Il paternalismo viene concepito come un modo improprio, inadeguato e dannoso di educare e formare. È improprio poiché si presenta superficialmente come un atteggiamento paterno di comprensione, ma si trasforma rapidamente in un atteggiamento censorio e giudicante non appena il discente si mostra diverso o ritenuto insufficiente. È inadeguato perché non si adatta alle caratteristiche personali del discente, ma anzi costringe le sue reali attitudini e inclinazioni in modelli formativi astratti e rigidi. È dannoso perché genera frustrazione e disagio e, in particolari circostanze, può portare ad ostilità, opposizione, conflitti e ribellione.

L’essenza del paternalismo si rispecchia nell’assegnazione prioritaria del ruolo e dell’autorità al maestro o al genitore, così come nella credenza che il processo educativo debba coincidere con un percorso di conformità e assenso a un modello di riferimento principalmente ideologico.

Un altro elemento del paternalismo è la scarsa considerazione dell’importanza e della centralità delle dinamiche psichiche nelle relazioni interpersonali specifiche, come quelle finalizzate alla formazione, che possono deteriorarsi, estinguersi o produrre effetti negativi e talvolta perversi.

Se il genitore, l’insegnante, il dirigente o il sacerdote esibiscono tratti morali e psicologici contraddistinti da orgoglio, vanità, autocelebrazione, chiusura su sé stessi e ideologismo, elementi intrinseci e predominanti nella figura del tutore, è altamente verosimile che si stabilisca una guida tutelare con conseguenze differenziate sulla persona sottomessa, in base alle sue caratteristiche morali e psicologiche.

Nel caso in cui il subalterno abbia un profilo di personalità maturo ed evoluto, la leadership paternalistica porterà a un graduale distanziamento emotivo, affettivo e culturale dalla figura paternalista, che riceverà solo un consenso formale privo di autentica adesione ed amicizia. Al contrario, se il soggetto ha un profilo di personalità immaturo o presenta problematiche con un assetto morale debole o poco strutturato, potrebbero emergere conseguenze nettamente negative.

Enumerando alcune delle più comuni conseguenze del paternalismo su individui problematici, si evidenzia che se questi manifestano caratteristiche morali e psichiche quali pigrizia, tendenza all’evitamento e dipendenza, la leadership paternalistica contribuirà ad accentuare tali tratti e modalità difensive, come il nascondimento, l’inibizione, l’indolenza, l’ipocondria e l’ambivalenza.

Se questo atteggiamento manifesta tratti istrionici, narcisistici o mostra una scarsa osservanza delle regole, o si rivela sospettoso e diffidente, il metodo paternalista susciterà principalmente risposte negative, creando uno stato relazionale caratterizzato da reazioni difensive come ipocrisia, astuzia, ambiguità, aggressività e dissenso, intricatamente intrecciate e celate.

* **Blocco dati**
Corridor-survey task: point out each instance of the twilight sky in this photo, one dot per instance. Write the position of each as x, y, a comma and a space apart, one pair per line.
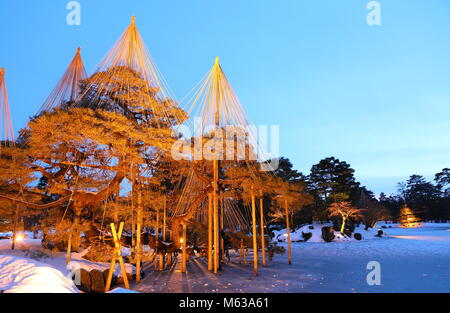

* **Consegna**
Trascrivi il brano sul paternalismo tra "Se il genitore, l’insegnante, il" e "conseguenze nettamente negative.", estremi inclusi, sostituendo "leadership paternalistica" con "guida paternalistica".

* **Soluzione**
Se il genitore, l’insegnante, il dirigente o il sacerdote esibiscono tratti morali e psicologici contraddistinti da orgoglio, vanità, autocelebrazione, chiusura su sé stessi e ideologismo, elementi intrinseci e predominanti nella figura del tutore, è altamente verosimile che si stabilisca una guida tutelare con conseguenze differenziate sulla persona sottomessa, in base alle sue caratteristiche morali e psicologiche.

Nel caso in cui il subalterno abbia un profilo di personalità maturo ed evoluto, la guida paternalistica porterà a un graduale distanziamento emotivo, affettivo e culturale dalla figura paternalista, che riceverà solo un consenso formale privo di autentica adesione ed amicizia. Al contrario, se il soggetto ha un profilo di personalità immaturo o presenta problematiche con un assetto morale debole o poco strutturato, potrebbero emergere conseguenze nettamente negative.